Please extract all of the rows below and reproduce each one verbatim.

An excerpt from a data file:
— Start —

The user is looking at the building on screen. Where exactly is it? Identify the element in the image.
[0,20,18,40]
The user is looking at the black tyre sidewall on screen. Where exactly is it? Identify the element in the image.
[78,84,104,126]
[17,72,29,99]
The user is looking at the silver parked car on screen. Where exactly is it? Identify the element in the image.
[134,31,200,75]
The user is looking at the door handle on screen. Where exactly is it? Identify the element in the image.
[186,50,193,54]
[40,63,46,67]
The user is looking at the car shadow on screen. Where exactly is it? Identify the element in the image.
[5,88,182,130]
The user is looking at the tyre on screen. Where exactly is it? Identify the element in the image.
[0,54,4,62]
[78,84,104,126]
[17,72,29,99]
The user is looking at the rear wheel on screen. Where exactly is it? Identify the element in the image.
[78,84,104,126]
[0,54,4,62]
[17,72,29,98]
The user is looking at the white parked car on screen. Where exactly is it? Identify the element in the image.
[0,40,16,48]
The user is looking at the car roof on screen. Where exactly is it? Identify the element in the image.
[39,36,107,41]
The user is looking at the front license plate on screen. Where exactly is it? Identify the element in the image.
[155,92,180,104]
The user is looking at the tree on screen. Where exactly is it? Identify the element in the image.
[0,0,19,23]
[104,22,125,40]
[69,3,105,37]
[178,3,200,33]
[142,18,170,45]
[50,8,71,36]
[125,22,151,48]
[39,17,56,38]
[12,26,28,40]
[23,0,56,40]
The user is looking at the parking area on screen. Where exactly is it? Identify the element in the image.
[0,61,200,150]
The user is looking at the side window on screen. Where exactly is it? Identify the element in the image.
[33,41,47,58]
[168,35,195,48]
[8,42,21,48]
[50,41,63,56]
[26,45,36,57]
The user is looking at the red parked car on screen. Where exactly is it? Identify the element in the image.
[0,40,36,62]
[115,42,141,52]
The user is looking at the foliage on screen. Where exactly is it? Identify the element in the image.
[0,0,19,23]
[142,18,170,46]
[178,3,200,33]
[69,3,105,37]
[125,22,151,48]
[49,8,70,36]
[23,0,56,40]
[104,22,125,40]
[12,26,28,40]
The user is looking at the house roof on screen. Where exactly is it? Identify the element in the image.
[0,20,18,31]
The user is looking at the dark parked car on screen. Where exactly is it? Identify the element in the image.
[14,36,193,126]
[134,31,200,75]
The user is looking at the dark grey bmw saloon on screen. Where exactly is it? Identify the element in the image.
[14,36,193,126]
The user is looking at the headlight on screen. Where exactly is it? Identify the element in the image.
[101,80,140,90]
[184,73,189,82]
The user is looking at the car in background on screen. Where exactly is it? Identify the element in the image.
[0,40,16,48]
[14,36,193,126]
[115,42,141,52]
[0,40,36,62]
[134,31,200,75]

— End —

* [Written answer]:
The user is looking at the building on screen. Where exactly is it? Identify the element in the image.
[0,20,18,40]
The user is looking at the black tyre sidewall on screen. Where exactly is it? Identify the element in the image.
[78,84,104,126]
[17,72,29,99]
The user is looking at the silver parked car on screen. Where exactly is it? Identify the element in the image.
[134,31,200,75]
The user is looking at the door handle on screen. Where exactly is it? Identify the element in the image.
[186,50,193,54]
[40,63,46,67]
The user is looking at the car shadow on screen. Where exactly is it? Identify the element in the image.
[5,88,182,130]
The user is looking at the tyre on screen. Where exactly is it? Identify the element in the image.
[0,54,4,62]
[78,84,104,126]
[17,72,29,99]
The user is looking at the rear wheel on screen. Where exactly is it? Identify the element in the image.
[78,84,104,126]
[0,54,4,62]
[17,72,29,98]
The user is looking at the white parked car on screen. Where exactly is it? Identify the element in the image.
[0,40,16,48]
The user is looking at the car roof on screen. Where exactly is it? Identify the element in the image.
[39,36,107,41]
The user is looking at the front license plate on screen. Where exactly is it? Identify the element in the image.
[155,92,180,104]
The user is looking at the tree on screen. Where exactly is it? Identify the element in the image.
[0,0,19,23]
[104,22,125,40]
[69,3,105,37]
[178,3,200,33]
[142,18,170,45]
[50,8,71,36]
[125,22,151,48]
[39,17,56,38]
[12,26,28,40]
[23,0,56,40]
The user is looking at the parking area on screen. Where exactly is it? Identify the element in the image.
[0,61,200,150]
The user is looking at the side window on screen. Where exactly is it? Identify the element in the image.
[33,41,47,58]
[168,35,195,48]
[8,42,21,48]
[50,41,63,56]
[26,45,36,57]
The user is looking at the red parked car on screen. Where exactly is it? Identify the element in the image.
[0,40,36,62]
[115,42,141,52]
The user is looking at the foliage on screen. Where exactly is it? Identify the element in the image.
[0,0,19,23]
[142,18,170,46]
[178,3,200,33]
[69,3,105,37]
[125,22,151,48]
[49,8,70,36]
[23,0,56,40]
[104,22,125,40]
[12,26,28,40]
The user is looking at the house roof on screen. Where exactly is it? Identify the element in the image.
[0,20,18,31]
The user is looking at the dark parked car on screen. Where exactly is it? Identify the element in the image.
[14,36,193,126]
[134,31,200,75]
The user is looking at the dark grey bmw saloon on screen. Where exactly is it? Identify the element in the image.
[14,36,193,126]
The user is looking at the headlight on screen. Where exactly is it? Identify the element in the image.
[101,80,140,90]
[184,73,189,82]
The user is looking at the car in background on screen. Where exactly is it? Identify the element in the image.
[0,40,16,48]
[14,36,193,126]
[115,42,141,52]
[0,40,36,62]
[134,31,200,75]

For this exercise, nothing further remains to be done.